Work item
Would you repeat the whole listing exactly, pictures excluded?

Source data
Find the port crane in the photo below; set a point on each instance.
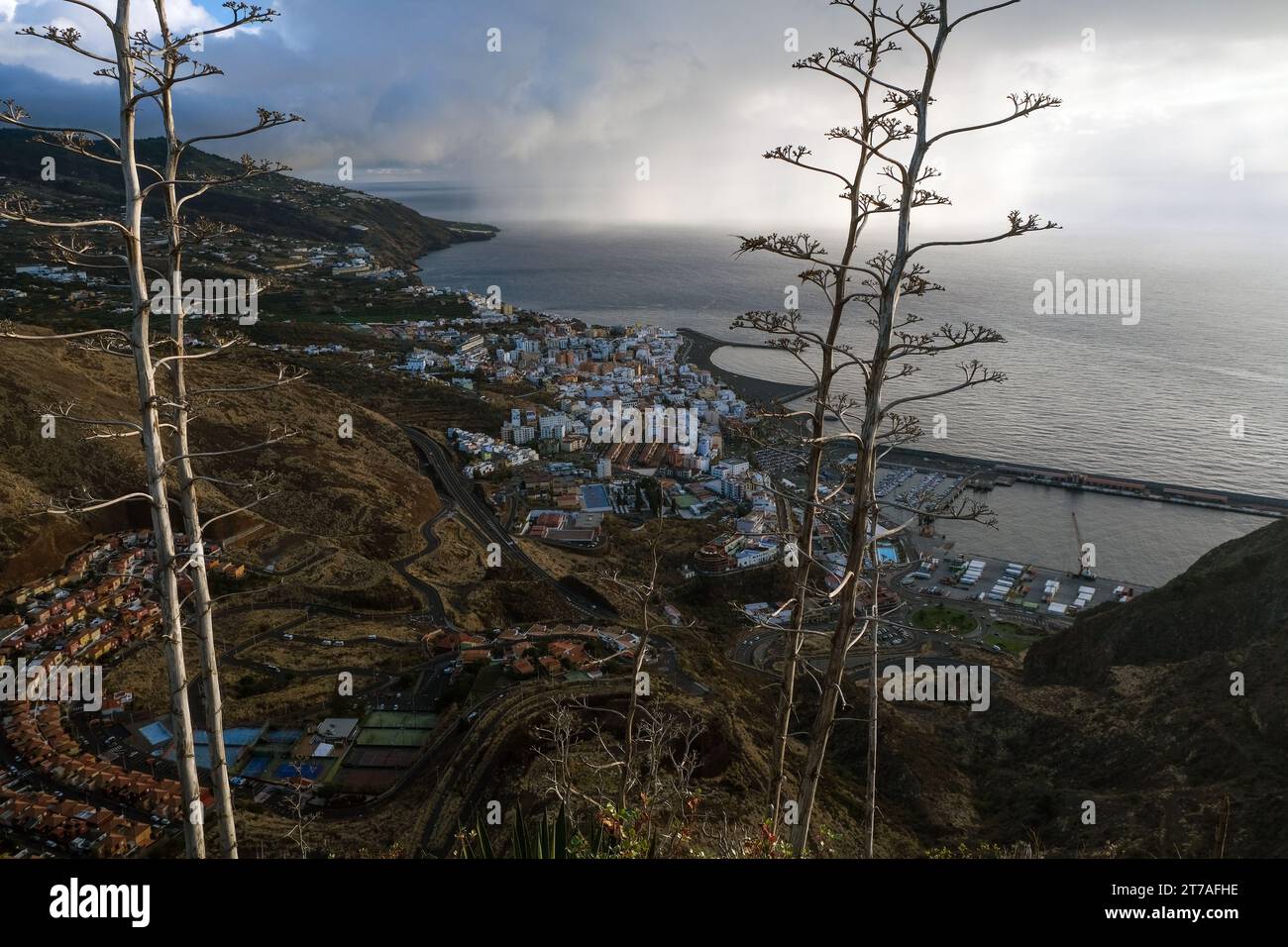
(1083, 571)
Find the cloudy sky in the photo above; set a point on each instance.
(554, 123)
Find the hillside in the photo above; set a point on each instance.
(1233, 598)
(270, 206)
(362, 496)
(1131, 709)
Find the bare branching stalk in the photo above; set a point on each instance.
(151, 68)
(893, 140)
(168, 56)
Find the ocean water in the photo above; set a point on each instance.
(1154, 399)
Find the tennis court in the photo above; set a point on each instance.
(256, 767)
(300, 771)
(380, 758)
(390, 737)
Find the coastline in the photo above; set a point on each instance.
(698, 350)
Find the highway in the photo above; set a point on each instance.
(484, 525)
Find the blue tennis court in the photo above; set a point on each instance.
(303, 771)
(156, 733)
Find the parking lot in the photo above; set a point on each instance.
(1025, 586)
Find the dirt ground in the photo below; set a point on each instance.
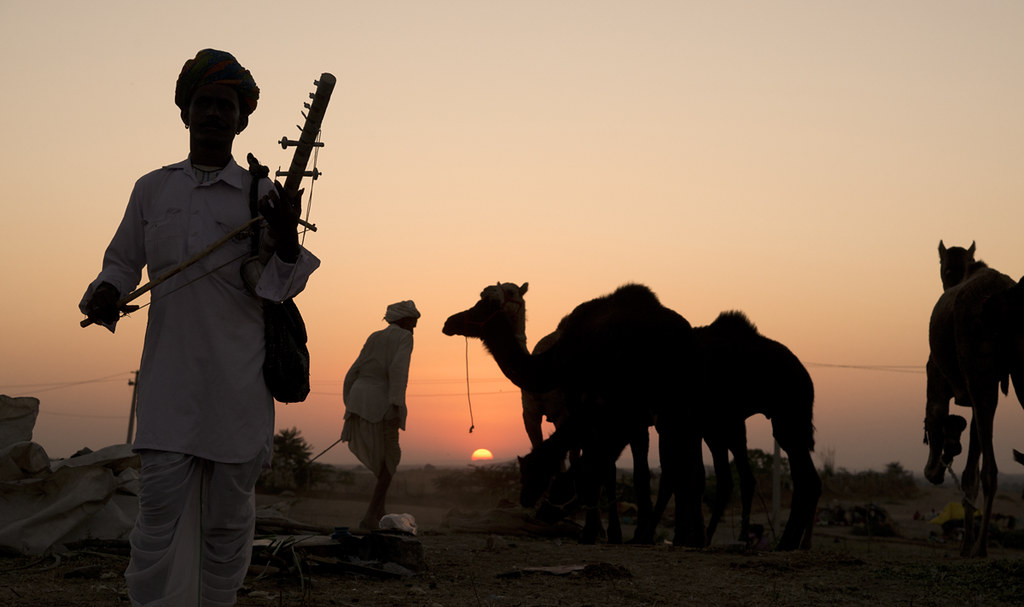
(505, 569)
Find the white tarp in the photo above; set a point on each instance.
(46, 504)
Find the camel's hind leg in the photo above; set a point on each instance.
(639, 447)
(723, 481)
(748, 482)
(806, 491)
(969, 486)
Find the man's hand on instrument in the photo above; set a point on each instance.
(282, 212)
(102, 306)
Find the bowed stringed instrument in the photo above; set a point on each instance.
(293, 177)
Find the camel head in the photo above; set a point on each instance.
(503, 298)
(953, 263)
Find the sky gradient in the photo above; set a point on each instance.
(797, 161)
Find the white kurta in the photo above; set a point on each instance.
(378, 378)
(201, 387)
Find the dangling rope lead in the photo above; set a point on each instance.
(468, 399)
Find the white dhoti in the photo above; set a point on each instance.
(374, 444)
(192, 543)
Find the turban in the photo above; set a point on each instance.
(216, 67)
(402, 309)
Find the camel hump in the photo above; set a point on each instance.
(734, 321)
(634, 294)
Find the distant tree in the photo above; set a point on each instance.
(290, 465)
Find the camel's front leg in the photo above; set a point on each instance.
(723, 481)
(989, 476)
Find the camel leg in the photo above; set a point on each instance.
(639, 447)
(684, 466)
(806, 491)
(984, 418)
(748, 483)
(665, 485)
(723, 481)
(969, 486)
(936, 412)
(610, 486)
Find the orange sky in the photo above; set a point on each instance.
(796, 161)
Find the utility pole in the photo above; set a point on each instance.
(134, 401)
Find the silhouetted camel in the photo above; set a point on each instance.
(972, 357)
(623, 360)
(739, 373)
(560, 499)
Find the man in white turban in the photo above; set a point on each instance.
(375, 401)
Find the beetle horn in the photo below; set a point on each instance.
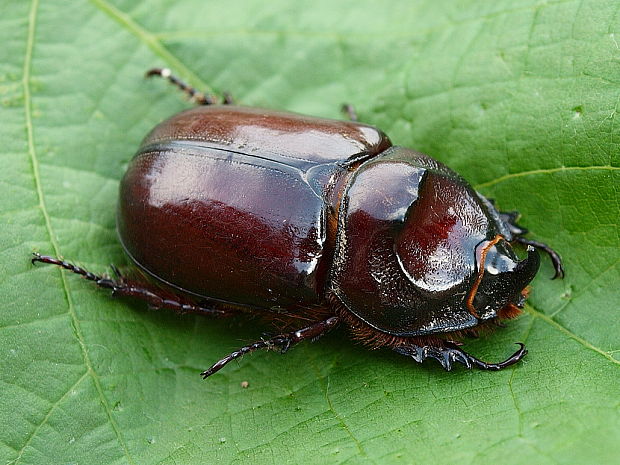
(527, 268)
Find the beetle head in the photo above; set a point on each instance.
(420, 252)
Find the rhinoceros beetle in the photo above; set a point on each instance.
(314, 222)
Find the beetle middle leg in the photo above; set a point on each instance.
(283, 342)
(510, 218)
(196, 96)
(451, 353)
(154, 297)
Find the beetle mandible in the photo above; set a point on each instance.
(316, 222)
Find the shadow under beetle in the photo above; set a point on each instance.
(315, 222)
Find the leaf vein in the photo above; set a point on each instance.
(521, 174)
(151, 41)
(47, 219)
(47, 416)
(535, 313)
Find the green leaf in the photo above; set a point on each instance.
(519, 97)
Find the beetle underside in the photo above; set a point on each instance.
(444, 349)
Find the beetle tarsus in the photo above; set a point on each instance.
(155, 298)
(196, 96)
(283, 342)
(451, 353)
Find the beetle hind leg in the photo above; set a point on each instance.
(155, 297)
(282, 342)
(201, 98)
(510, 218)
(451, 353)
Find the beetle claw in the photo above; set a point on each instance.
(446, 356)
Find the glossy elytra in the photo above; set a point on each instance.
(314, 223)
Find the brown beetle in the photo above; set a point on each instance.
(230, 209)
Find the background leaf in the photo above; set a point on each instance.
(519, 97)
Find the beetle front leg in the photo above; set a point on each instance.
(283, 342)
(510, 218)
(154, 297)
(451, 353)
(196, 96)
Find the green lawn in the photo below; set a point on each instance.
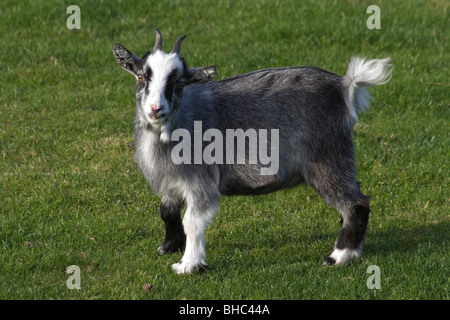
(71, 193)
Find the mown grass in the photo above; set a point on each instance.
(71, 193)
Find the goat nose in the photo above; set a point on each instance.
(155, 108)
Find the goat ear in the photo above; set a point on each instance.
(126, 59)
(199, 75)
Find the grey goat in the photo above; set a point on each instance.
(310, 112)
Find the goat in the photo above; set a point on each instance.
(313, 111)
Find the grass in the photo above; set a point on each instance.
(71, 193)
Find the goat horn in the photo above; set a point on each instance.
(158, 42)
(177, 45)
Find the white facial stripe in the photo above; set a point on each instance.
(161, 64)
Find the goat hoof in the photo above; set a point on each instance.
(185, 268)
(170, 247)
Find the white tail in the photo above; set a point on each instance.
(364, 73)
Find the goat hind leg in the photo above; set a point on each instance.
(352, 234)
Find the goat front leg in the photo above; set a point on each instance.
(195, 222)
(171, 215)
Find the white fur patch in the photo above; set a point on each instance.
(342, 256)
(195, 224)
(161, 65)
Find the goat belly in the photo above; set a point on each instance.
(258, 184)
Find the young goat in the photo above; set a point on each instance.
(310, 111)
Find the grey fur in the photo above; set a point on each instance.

Exercise answer
Find the port crane in the photo below; set a point on each instance.
(1083, 571)
Find the cloudy sky in the photo above; set a point on each instance.
(554, 123)
Find the hillside in the photo above; set a point on each instance.
(1233, 598)
(270, 206)
(362, 496)
(1131, 709)
Find the bare branching stalk in the photo above; set a point on each instance.
(151, 68)
(893, 140)
(168, 56)
Find the ocean water in the photo above; set a point on each instance.
(1154, 399)
Find the tennis court in the photo above; set a point on each instance.
(256, 767)
(300, 771)
(380, 758)
(390, 737)
Find the coastline in the photo above; set a point on each instance.
(698, 350)
Find the highway in the photo above; set a point on each instance.
(484, 525)
Find the blue tennis court in the photo above; set a point on each instance.
(303, 771)
(156, 733)
Find the parking lot in the photo above; set a point on each instance.
(1025, 586)
Find the dirt ground in the photo below; set a point on each instance.
(505, 569)
Find the white tarp in the photo above; set a point on each instance.
(46, 504)
Find the camel's hind leg in the photo above; set a point on each instance.
(639, 447)
(723, 481)
(748, 482)
(806, 491)
(969, 486)
Find the man's hand on instrument in the photo above; set a point on each instance.
(282, 212)
(102, 306)
Find the bowed stringed instrument in the photo above; set a point on each instance.
(293, 177)
Find the camel head in the photo above; set a point on each instance.
(503, 298)
(953, 263)
Find the sky gradient in the photo above; set a point on each instance.
(797, 161)
Find the white kurta in the photo above; set a point on each instance.
(378, 378)
(201, 387)
Find the dangling rope lead in the photo above; set a point on each instance.
(468, 399)
Find the white dhoti in the photo above; set a point on each instance.
(374, 444)
(192, 543)
Find the turban in the photo above; set a point on each instance.
(216, 67)
(402, 309)
Find the camel hump in the photo above; set a point on each instance.
(734, 321)
(634, 294)
Find the distant tree in the photo above; set a point on each instance.
(290, 465)
Find the camel's front leg in the photo above; set a point on each instance.
(723, 481)
(989, 476)
Find the camel leg in the photo above; set a point on each instance.
(639, 447)
(684, 466)
(806, 491)
(984, 418)
(748, 483)
(665, 485)
(723, 481)
(969, 486)
(936, 412)
(610, 486)
Find the orange sky in the photo above; set a point on each instance.
(796, 161)
Find the utility pole in the photo above; set a point on each instance.
(134, 401)
Find the silhouetted camel in the photo above; set a point on each instance.
(972, 357)
(623, 360)
(739, 373)
(560, 499)
Find the man in white turban in the photo above; set a point on each instance.
(375, 401)
Find the beetle horn in the photo below; set a point on each instance.
(527, 268)
Find the beetle head in the photo above; set a point on each instance.
(420, 252)
Find the rhinoceros beetle in the photo above; set a point on each instance.
(314, 222)
Find the beetle middle leg in the photo above; set a point on each instance.
(283, 342)
(510, 218)
(196, 96)
(451, 353)
(154, 297)
Find the beetle mandible in the photo above; set a point on each instance.
(316, 222)
Find the shadow under beetle in the photo above; set a point on each instance.
(315, 222)
Find the leaf vein in the photo above; set a point on each instance.
(521, 174)
(151, 41)
(47, 219)
(47, 416)
(535, 313)
Find the green leaf in the photo above; set a point on each instance.
(519, 97)
Find the beetle underside in the photo above; set a point on each instance.
(444, 349)
Find the beetle tarsus in the photo above; set a point on each instance.
(155, 298)
(196, 96)
(283, 342)
(451, 353)
Find the beetle hind leg in the photo above; set a point on each instance.
(155, 297)
(282, 342)
(201, 98)
(510, 218)
(451, 353)
Find the beetle claw in the photo above; set a point on each instance.
(446, 356)
Find the glossy elytra in the photo above; set a point on each instance.
(314, 223)
Find the brown beetle in the photo above; set a point on each instance.
(230, 209)
Find the background leaf in the photo above; set a point on each instance.
(519, 97)
Find the beetle front leg in the photo above; set a point on each instance.
(283, 342)
(510, 218)
(154, 297)
(451, 353)
(196, 96)
Find the green lawn in the photo below; set a point on each instance.
(71, 193)
Find the mown grass in the photo above; set a point on each instance.
(71, 193)
Find the goat nose in the photo above; set a point on each instance.
(155, 108)
Find the goat ear in the photo above; set a point on each instance.
(126, 59)
(199, 75)
Find the grey goat in the photo above; set a point on each instance.
(310, 112)
Find the goat in the photo above; set a point on each instance.
(313, 111)
Find the grass in the photo above; set a point on each instance.
(71, 193)
Find the goat horn in the photo above; set a point on each instance.
(158, 42)
(177, 45)
Find the white facial stripe in the photo above; set a point on each instance.
(161, 64)
Find the goat hoof in the photo above; set a point on each instance.
(185, 268)
(170, 247)
Find the white tail in the photo above; set a point on each instance.
(364, 73)
Find the goat hind leg in the photo above; set a point on each instance.
(352, 234)
Find the goat front leg in the photo above; set a point on each instance.
(195, 222)
(171, 215)
Find the white fur patch in the photo above; set a point on each instance.
(342, 256)
(195, 224)
(161, 65)
Find the goat belly in the photo above; set a point on each instance.
(258, 184)
Find the young goat in the photo above; set a point on each instance.
(310, 111)
Find the grey fur in the photo above; set a point on each instance.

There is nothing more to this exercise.